▶ TEXT SEGMENT:
"""

From: Partition decoupling for multi-gene analysis of gene expression profiling data
Spectral Clustering Algorithm | |
---|---|
1. | Compute the correlation ρ ij between all pairs of n data points i and j. |
2. | Form the similarity matrix S ∈ ℝn×ndefined by s ij = exp [- sin2 (arccos(ρ ij )/2)/σ2], where σ is a scaling parameter (σ = 1 in the reported results). |
3. | Define D to be the diagonal matrix whose (i,i) elements are the column sums of S. |
4. | Define the Laplacian L = I - D-1/2SD-1/2. |
5. | Find the eigenvectors {v0, v1, v2, . . . , vn-1} with corresponding eigenvalues 0 ≤ λ1 ≤ λ2 ≤ ⋯ ≤ λn-1of L. |
6. | Determine from the eigendecomposition the optimal dimensionality l and natural number of clusters k (see text). |
7. | Construct the embedded data by using the first l eigenvectors to provide coordinates for the data (i.e., sample i is assigned to the point in the Laplacian eigenspace with coordinates given by the i th entries of each of the first l eigenvectors, similar to PCA). |
8. | Using k-means, cluster the l-dimensional embedded data into k clusters. |

"""

▶ DIRECTIONS: In the spectral clustering algorithm text, what value of the scaling parameter σ was used in the reported results?

▶ EXERCISE DATA:
"""

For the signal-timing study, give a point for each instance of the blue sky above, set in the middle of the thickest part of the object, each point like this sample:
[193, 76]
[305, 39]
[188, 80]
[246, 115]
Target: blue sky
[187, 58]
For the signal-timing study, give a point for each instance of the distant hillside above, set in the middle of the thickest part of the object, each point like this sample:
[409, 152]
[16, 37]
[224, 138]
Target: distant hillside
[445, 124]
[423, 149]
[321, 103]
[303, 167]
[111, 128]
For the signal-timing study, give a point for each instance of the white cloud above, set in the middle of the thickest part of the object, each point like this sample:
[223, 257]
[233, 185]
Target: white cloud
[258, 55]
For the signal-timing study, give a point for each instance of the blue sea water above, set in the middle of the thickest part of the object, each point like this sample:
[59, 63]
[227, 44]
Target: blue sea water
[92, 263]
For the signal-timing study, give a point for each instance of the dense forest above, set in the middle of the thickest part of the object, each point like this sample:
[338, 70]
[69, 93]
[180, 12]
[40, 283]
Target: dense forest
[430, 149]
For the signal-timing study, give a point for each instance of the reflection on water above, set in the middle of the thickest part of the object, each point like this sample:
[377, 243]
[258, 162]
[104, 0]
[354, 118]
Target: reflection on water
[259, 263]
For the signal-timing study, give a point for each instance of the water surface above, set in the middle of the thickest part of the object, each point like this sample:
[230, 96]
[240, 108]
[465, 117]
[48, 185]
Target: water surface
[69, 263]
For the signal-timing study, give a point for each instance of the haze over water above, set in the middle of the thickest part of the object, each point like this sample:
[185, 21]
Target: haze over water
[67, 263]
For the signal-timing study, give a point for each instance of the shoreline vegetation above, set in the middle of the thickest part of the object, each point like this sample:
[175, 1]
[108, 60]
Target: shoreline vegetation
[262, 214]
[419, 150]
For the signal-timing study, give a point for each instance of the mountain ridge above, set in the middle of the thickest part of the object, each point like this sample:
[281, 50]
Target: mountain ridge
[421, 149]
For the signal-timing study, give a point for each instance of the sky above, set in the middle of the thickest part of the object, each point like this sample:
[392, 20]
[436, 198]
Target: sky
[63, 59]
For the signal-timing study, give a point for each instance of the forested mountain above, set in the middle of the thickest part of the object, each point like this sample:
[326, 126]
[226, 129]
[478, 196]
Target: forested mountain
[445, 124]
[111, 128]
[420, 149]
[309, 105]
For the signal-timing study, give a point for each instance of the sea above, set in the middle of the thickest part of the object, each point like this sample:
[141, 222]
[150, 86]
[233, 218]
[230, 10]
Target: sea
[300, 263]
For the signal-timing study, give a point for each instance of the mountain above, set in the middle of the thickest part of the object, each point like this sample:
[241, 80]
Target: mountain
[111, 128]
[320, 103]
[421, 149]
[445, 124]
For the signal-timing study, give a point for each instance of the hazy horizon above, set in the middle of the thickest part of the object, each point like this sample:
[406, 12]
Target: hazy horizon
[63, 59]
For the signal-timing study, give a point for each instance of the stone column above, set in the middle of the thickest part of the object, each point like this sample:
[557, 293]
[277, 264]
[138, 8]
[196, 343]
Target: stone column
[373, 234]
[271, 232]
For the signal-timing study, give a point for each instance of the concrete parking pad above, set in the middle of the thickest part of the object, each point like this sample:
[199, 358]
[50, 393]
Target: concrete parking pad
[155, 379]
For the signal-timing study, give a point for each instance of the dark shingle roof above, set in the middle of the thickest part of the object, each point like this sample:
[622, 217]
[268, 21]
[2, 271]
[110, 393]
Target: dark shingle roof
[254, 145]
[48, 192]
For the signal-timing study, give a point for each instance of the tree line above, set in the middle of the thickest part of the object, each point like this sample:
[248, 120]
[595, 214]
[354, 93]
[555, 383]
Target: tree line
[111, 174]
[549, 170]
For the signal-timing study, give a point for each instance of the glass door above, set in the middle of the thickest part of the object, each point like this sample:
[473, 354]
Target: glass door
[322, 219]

"""

▶ SOLVED EXERCISE: σ = 1